**GIVEN INFORMATION:**
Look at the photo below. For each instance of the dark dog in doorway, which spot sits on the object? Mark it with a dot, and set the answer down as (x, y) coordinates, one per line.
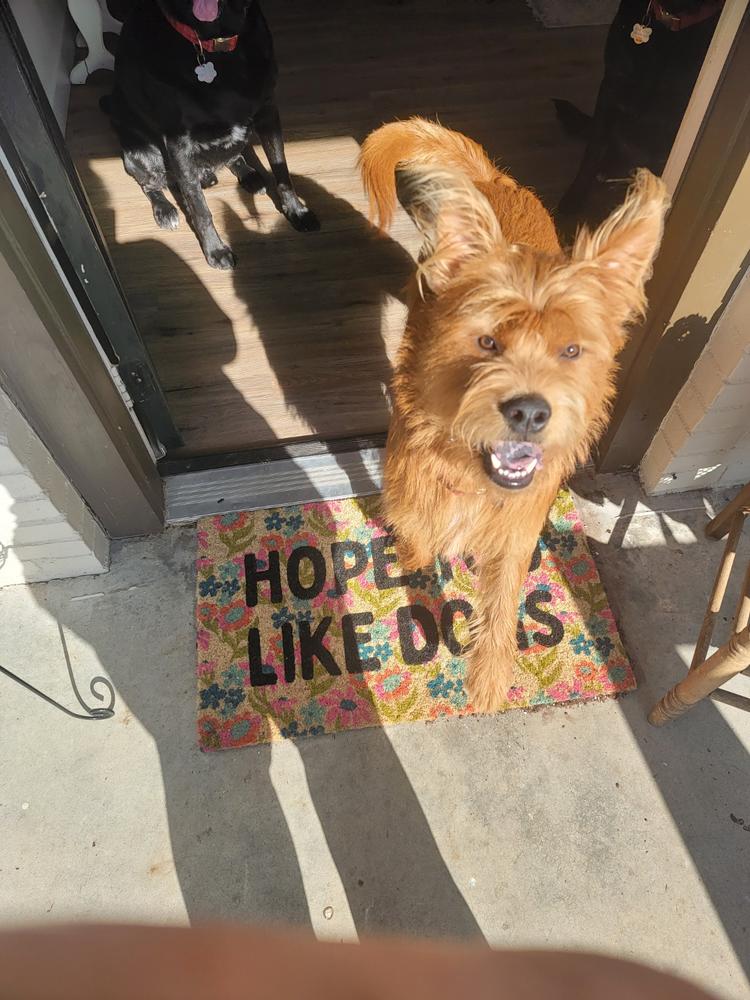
(649, 76)
(194, 79)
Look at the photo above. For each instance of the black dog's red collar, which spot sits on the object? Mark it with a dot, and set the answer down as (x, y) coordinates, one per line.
(206, 44)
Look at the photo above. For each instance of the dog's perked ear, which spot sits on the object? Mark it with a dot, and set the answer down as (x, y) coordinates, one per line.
(622, 249)
(455, 219)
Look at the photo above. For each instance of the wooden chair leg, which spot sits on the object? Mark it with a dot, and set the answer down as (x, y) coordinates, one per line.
(717, 594)
(728, 661)
(743, 608)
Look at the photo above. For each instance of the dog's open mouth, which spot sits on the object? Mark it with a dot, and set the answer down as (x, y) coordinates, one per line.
(205, 10)
(513, 464)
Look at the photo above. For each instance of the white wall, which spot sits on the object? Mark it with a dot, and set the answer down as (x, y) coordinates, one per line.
(46, 530)
(705, 438)
(49, 34)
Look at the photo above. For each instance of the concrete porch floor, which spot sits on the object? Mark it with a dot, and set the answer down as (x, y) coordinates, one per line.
(581, 828)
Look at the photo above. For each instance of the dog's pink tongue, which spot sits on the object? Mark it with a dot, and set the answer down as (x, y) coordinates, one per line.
(206, 10)
(520, 456)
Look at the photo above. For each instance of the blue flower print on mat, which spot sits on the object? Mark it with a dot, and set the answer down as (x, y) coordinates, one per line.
(596, 625)
(441, 687)
(209, 587)
(232, 701)
(234, 676)
(617, 674)
(279, 617)
(212, 696)
(293, 523)
(459, 698)
(455, 667)
(581, 645)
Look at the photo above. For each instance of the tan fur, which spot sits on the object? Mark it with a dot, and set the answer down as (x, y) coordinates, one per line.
(491, 265)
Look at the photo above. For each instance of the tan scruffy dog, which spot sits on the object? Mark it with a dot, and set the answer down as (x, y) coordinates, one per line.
(506, 371)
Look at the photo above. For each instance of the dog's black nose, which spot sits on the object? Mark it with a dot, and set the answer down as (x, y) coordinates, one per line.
(526, 414)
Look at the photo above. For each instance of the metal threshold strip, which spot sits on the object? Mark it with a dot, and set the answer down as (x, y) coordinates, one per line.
(273, 477)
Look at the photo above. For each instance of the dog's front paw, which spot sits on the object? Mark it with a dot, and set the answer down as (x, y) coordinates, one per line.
(166, 216)
(253, 182)
(489, 680)
(221, 258)
(303, 220)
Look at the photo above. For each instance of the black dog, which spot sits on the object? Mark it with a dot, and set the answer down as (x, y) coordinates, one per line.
(643, 94)
(193, 80)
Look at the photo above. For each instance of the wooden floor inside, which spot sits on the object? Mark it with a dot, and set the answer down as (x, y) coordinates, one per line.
(297, 342)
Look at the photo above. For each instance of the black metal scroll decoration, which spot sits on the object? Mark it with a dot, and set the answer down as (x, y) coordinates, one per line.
(91, 713)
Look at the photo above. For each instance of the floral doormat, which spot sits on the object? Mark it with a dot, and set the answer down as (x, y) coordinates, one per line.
(306, 626)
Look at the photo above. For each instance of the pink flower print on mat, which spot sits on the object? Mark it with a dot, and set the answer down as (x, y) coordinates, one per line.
(346, 709)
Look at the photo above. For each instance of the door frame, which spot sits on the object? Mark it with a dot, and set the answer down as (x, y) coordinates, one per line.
(36, 158)
(662, 351)
(82, 409)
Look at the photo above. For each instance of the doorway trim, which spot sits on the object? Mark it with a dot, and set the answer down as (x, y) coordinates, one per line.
(662, 351)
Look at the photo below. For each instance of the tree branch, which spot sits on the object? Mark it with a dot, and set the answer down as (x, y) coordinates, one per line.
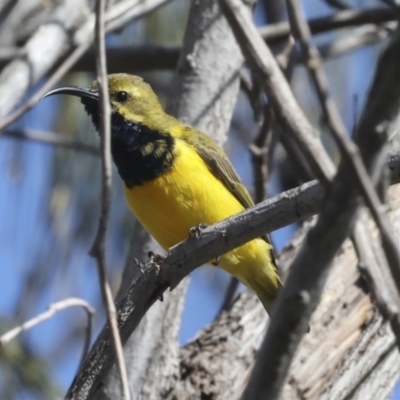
(98, 248)
(302, 291)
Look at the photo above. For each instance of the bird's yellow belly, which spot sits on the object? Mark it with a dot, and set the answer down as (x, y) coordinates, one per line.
(190, 194)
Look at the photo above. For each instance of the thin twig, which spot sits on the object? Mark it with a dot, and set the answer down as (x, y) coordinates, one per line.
(98, 248)
(342, 19)
(303, 288)
(51, 139)
(337, 4)
(53, 309)
(269, 75)
(259, 155)
(349, 151)
(289, 207)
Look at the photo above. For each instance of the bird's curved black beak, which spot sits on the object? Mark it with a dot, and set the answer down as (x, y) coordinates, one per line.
(75, 91)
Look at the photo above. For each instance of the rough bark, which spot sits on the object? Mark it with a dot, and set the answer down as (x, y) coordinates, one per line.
(349, 352)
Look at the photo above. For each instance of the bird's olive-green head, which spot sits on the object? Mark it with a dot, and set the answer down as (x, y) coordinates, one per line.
(142, 146)
(133, 99)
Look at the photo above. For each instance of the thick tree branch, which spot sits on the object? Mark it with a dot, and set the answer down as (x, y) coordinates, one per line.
(269, 75)
(349, 151)
(302, 291)
(292, 206)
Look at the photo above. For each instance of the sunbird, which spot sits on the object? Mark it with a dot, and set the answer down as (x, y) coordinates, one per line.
(176, 177)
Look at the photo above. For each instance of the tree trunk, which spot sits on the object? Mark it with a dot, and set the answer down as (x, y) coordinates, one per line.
(349, 353)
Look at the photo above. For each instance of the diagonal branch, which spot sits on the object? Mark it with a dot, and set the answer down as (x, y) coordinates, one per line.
(269, 75)
(302, 291)
(349, 151)
(292, 206)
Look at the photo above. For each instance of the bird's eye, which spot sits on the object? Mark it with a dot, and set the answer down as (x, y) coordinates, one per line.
(121, 97)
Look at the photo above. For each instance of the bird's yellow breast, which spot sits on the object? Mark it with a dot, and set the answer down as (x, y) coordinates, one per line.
(187, 195)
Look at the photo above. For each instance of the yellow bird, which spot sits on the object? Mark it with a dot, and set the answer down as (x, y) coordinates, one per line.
(176, 177)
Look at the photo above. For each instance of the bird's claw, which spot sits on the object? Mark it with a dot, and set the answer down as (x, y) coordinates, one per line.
(196, 231)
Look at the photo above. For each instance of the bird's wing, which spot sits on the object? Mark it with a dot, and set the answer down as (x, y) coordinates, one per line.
(221, 166)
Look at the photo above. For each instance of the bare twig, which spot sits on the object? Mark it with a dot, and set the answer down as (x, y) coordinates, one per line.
(51, 312)
(98, 248)
(357, 38)
(292, 206)
(342, 19)
(259, 155)
(302, 291)
(268, 73)
(337, 4)
(50, 139)
(349, 151)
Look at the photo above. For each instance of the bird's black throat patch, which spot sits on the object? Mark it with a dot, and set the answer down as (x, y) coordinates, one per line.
(141, 154)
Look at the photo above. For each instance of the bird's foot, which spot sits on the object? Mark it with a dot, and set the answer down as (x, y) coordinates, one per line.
(196, 231)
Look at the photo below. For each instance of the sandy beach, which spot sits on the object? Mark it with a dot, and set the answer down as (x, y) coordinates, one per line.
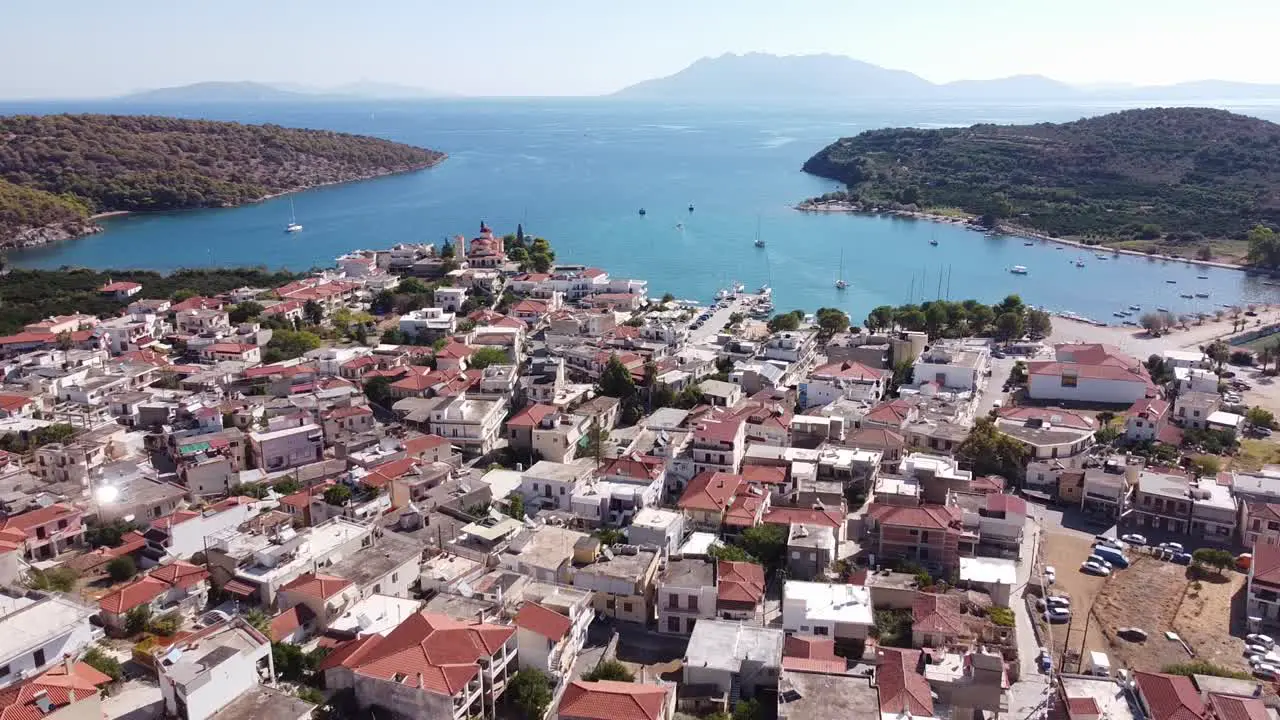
(1005, 228)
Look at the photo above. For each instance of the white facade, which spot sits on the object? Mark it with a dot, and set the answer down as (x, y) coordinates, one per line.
(35, 634)
(827, 610)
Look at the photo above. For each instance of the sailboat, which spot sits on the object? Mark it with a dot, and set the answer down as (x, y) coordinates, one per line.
(293, 220)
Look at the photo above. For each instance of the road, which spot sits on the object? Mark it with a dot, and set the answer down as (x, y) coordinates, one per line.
(720, 318)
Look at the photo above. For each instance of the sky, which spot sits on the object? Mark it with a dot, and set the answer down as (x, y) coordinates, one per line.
(528, 48)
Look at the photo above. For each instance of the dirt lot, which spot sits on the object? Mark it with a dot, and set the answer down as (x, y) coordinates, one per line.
(1065, 552)
(1157, 596)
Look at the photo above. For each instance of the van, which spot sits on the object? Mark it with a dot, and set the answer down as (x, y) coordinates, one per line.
(1111, 555)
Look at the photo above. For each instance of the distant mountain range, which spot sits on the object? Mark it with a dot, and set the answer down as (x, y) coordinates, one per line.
(279, 92)
(762, 77)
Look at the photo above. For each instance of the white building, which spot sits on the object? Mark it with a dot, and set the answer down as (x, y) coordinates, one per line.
(835, 611)
(470, 423)
(552, 484)
(428, 322)
(287, 446)
(952, 365)
(37, 632)
(206, 671)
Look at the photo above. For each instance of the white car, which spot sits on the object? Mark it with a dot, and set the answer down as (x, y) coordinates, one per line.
(1256, 638)
(1095, 569)
(1057, 614)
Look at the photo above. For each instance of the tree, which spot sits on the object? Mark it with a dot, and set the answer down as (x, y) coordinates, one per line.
(616, 381)
(337, 495)
(516, 505)
(768, 543)
(991, 452)
(531, 691)
(880, 319)
(378, 390)
(1260, 417)
(137, 620)
(784, 322)
(609, 670)
(245, 311)
(286, 345)
(122, 568)
(1264, 246)
(103, 662)
(1040, 324)
(1010, 326)
(488, 355)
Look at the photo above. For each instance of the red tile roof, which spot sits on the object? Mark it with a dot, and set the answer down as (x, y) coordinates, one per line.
(543, 620)
(937, 614)
(32, 519)
(609, 700)
(181, 574)
(318, 586)
(928, 516)
(530, 417)
(284, 623)
(1266, 564)
(901, 688)
(809, 654)
(709, 491)
(739, 583)
(1169, 697)
(1233, 707)
(433, 652)
(18, 702)
(138, 592)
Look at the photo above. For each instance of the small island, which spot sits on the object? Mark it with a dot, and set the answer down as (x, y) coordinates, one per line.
(1187, 181)
(58, 172)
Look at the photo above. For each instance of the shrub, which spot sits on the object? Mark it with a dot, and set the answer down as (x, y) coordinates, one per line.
(122, 569)
(609, 670)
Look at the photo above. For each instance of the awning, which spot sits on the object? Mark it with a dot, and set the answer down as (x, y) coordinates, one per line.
(237, 587)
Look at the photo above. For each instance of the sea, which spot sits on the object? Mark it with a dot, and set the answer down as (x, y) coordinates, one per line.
(579, 171)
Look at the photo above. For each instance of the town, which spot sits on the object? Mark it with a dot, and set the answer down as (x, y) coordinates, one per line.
(467, 481)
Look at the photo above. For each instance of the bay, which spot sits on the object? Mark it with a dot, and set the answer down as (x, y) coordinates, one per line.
(577, 172)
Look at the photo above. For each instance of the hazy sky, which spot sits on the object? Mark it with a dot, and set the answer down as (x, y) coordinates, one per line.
(94, 48)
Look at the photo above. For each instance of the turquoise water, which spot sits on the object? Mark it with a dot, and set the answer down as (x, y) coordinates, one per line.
(577, 172)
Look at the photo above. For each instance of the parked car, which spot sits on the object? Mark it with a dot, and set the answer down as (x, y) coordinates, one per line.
(1256, 650)
(1057, 615)
(1133, 634)
(1045, 660)
(1257, 638)
(1095, 569)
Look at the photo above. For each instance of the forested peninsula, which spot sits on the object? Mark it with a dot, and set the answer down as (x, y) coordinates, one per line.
(1185, 181)
(59, 171)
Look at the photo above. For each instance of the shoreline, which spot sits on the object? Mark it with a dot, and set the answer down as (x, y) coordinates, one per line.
(1013, 231)
(92, 228)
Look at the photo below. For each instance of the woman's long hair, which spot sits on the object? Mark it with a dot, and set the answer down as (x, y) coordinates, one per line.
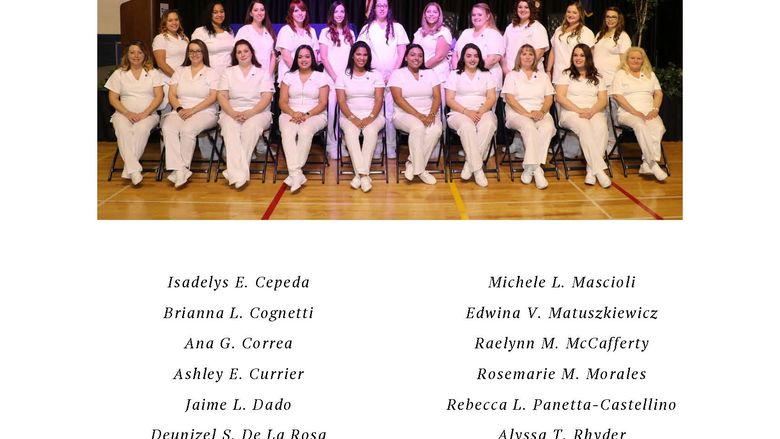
(619, 29)
(591, 73)
(333, 26)
(462, 62)
(351, 63)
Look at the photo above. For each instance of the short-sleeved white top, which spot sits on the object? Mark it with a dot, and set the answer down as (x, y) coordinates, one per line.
(337, 55)
(220, 47)
(637, 91)
(244, 91)
(529, 93)
(606, 56)
(304, 96)
(383, 52)
(582, 93)
(263, 45)
(291, 40)
(360, 91)
(563, 46)
(418, 92)
(490, 42)
(516, 36)
(175, 48)
(470, 92)
(135, 94)
(429, 42)
(192, 90)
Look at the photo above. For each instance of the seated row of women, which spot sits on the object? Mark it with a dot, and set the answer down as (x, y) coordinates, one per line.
(244, 93)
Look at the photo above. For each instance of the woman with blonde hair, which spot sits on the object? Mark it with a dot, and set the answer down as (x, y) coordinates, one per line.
(638, 94)
(135, 92)
(569, 34)
(486, 36)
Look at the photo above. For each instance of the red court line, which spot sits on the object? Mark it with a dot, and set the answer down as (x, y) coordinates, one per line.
(274, 202)
(635, 200)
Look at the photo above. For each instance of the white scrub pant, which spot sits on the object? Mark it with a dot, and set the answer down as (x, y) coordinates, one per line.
(131, 138)
(593, 135)
(536, 136)
(422, 139)
(180, 136)
(240, 140)
(361, 157)
(296, 139)
(648, 133)
(475, 138)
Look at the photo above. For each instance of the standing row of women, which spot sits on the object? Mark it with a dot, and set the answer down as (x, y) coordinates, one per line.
(381, 56)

**INSTRUCTIONS TO FOLLOW:** Reproduce only the lines from the line containing "Look at the photo above. For each instance of the short-sleeved" to the last line of the material above, both of those lines included.

**EXERCISE RESPONSE:**
Look at the photo above. For each instance of the short-sleeved white top, which spot sits on the object? Mark it with a dot, and set the answer down as (x, y) coordinates, one per line.
(337, 55)
(220, 47)
(637, 91)
(244, 91)
(529, 93)
(606, 56)
(304, 96)
(383, 52)
(582, 93)
(263, 45)
(291, 40)
(360, 91)
(563, 46)
(418, 92)
(490, 42)
(516, 36)
(175, 48)
(470, 92)
(135, 94)
(429, 42)
(192, 90)
Look at the photo above. For each instance of the seated row of women, which spot sits on the object? Mark it with a dot, and set the answer down as (x, y) coordinates, one per line.
(244, 93)
Look at the photo above. For each instance of the woman with blonde hair, which spot sits on the object? Mark it with a dot, and set the answer down as (x, y) coordinates, one per line.
(638, 94)
(135, 92)
(569, 34)
(486, 36)
Look at the photo above. For each instance of the red court line, which spot sits on the object? Mark it with a dot, and set the answer down as (x, y) coordinates, one per line.
(274, 202)
(635, 200)
Look at the photo above. For each instance of the white scrub pant, which spot sits on the object? Mark it with a dot, and set the answer down as (x, y) coordinates, one per line.
(131, 138)
(593, 135)
(536, 136)
(422, 139)
(180, 136)
(240, 140)
(361, 157)
(296, 139)
(648, 133)
(475, 138)
Look at the photo above. For each instance of the standing row of women, which spot sits on the object? Mark it with a dot, and set the answer down as (x, y) coordinates, one per line.
(381, 56)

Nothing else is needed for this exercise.